*Text block*.
Photo: Mike Oxman and Larry Clark

Client Spotlight: No Margin, No Mission

Posted on August 15, 2019 by Vicki Dean, Rough & Ready Media

Editor's Note: This article originally appeared in Rough & Ready's client spotlight

Dozens of Southwest Florida nonprofit organizations have boosted their bottom lines by working with national social enterprise consultants through a partnership with The Patterson Foundation.

No Margin, No Mission was founded by Larry Clark and Michael Oxman in 2011 and started working with The Patterson Foundation in 2012.

“We launched No Margin, No Mission based on the premise that nonprofits could benefit from having a business strategy to bring products or services to light as a business or social enterprise,” Oxman said in a recent interview.

Through an intensive initiative called Margin & Mission Ignition, Clark and Oxman lead four learning labs with 30 to 60 area nonprofits. If the agencies make it to the end, they apply to work with No Margin, No Mission.

*Data lines*.
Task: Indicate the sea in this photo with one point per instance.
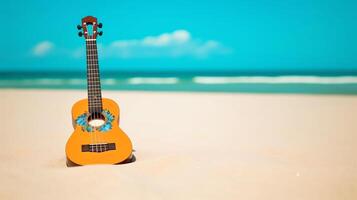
(230, 82)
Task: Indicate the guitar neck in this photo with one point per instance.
(93, 78)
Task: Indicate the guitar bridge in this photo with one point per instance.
(101, 147)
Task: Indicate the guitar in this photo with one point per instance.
(97, 137)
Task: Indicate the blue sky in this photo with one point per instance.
(253, 35)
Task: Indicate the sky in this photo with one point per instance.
(200, 35)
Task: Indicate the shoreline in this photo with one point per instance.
(187, 145)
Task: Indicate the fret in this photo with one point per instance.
(93, 78)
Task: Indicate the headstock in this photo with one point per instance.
(92, 21)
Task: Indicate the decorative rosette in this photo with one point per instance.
(82, 121)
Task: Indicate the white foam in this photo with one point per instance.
(153, 80)
(109, 81)
(276, 80)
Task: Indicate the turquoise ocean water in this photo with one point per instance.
(190, 82)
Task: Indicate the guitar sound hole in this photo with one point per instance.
(96, 119)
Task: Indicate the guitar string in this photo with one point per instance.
(96, 86)
(89, 90)
(96, 90)
(100, 103)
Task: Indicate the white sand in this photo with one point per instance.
(188, 146)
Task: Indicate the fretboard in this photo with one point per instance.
(93, 78)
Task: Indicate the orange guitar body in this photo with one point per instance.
(106, 144)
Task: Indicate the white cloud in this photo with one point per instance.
(175, 44)
(42, 48)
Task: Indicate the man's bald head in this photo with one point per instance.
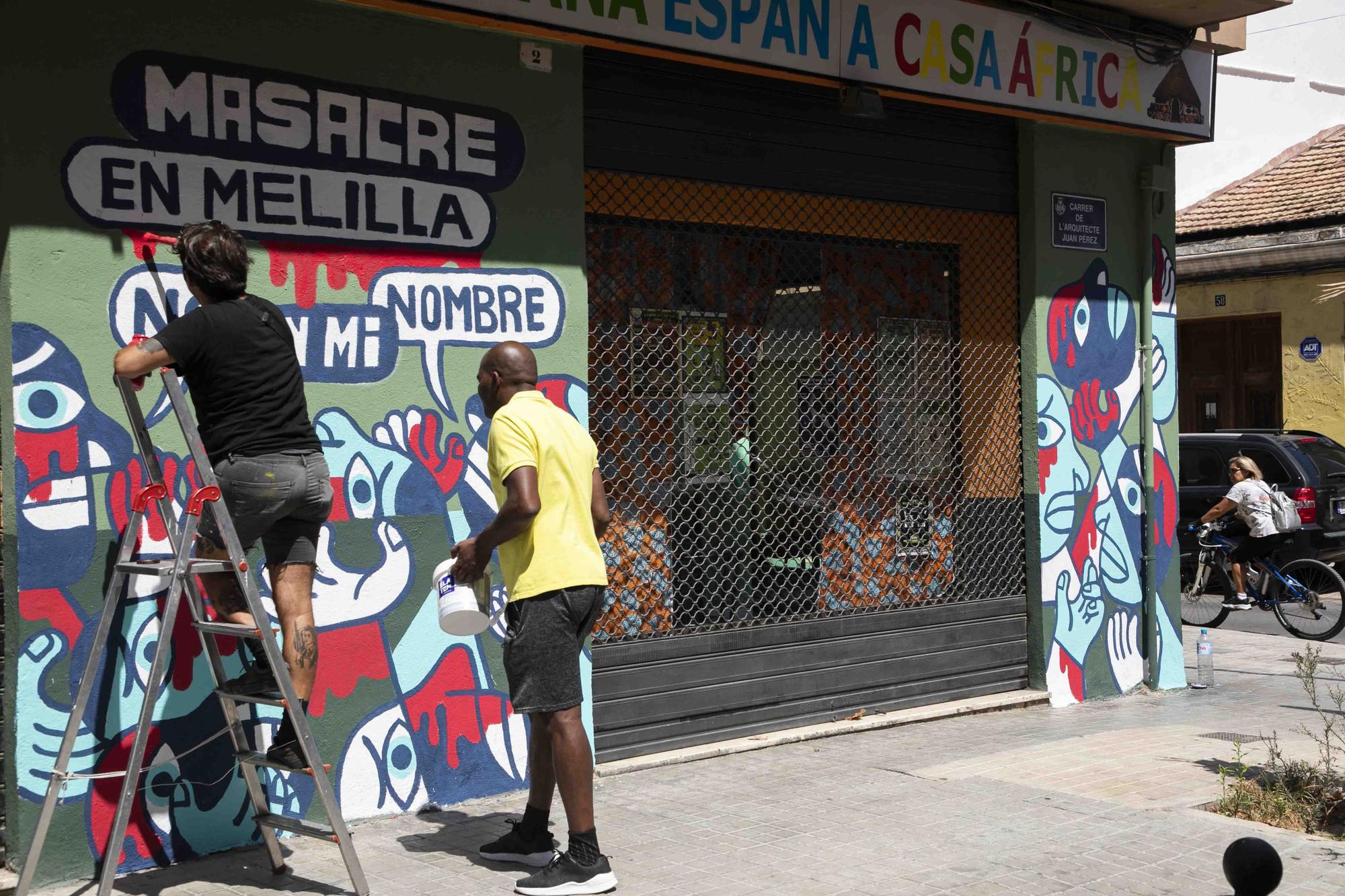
(506, 369)
(514, 362)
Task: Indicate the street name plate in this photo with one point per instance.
(1078, 222)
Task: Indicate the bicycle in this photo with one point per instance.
(1307, 595)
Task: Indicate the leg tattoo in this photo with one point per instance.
(306, 647)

*Set of tasks*.
**1)** Format the listing as a Markdown table with the columns "No." and "Line", from the line containing "Task: Indicate the orange" through the end of the listing. Give one numbered row per line, skip blank lines, and leave out the pictures.
**2)** Resume the client spotlight on No Margin, No Mission, starting right after its last sentence.

*Responses per task*.
**1)**
| No. | Line |
|---|---|
| 1 | Task: Indicate the orange guitar body in this photo with one point per instance. |
| 2 | (106, 144) |
| 3 | Task: Indicate the white cloud in this photo with one point per instance. |
| 4 | (175, 44) |
| 5 | (42, 48) |
| 6 | Task: Indicate the man's bald head in this photo with one point per instance. |
| 7 | (506, 369) |
| 8 | (514, 362) |
| 9 | Task: Indicate the street name plate in this photo with one point per instance. |
| 10 | (1078, 222) |
| 11 | Task: Indicate the bicycle in this photo with one point per instance. |
| 12 | (1307, 595) |
| 13 | Task: Indicate the leg tattoo in this photo with one point per instance. |
| 14 | (306, 647) |

**2)**
After a thorough review, the consultants choose between three to six nonprofits to work with. That includes guiding the organizations through a Fast Pitch presentation similar to the TV show “Shark Tank” to raise the necessary startup or growth capital for their venture.

“Then we do four months of business planning, four months of implementation,” Clark said. “So eight months on a weekly basis and then three years of monthly coaching after that.”

Most of the nonprofits have goods or services that they can sell. Oxman and Clark guide them through the process of identifying assets or implementing ideas that surface during the four learning labs.

As part of the initiative, some agencies go through a total rebranding or tweak their existing websites to add an e-commerce sales portal. Over the years, Oxman and Clark have referred numerous clients to Sarasota-based Rough & Ready Media, headed by Michelle Greene.

Oxman cited several examples where Rough & Ready stepped in on branding or added a website component, including UnidosNow, the Literacy Council of Sarasota, Humane Society of Manatee County and Peace River Wildlife Center.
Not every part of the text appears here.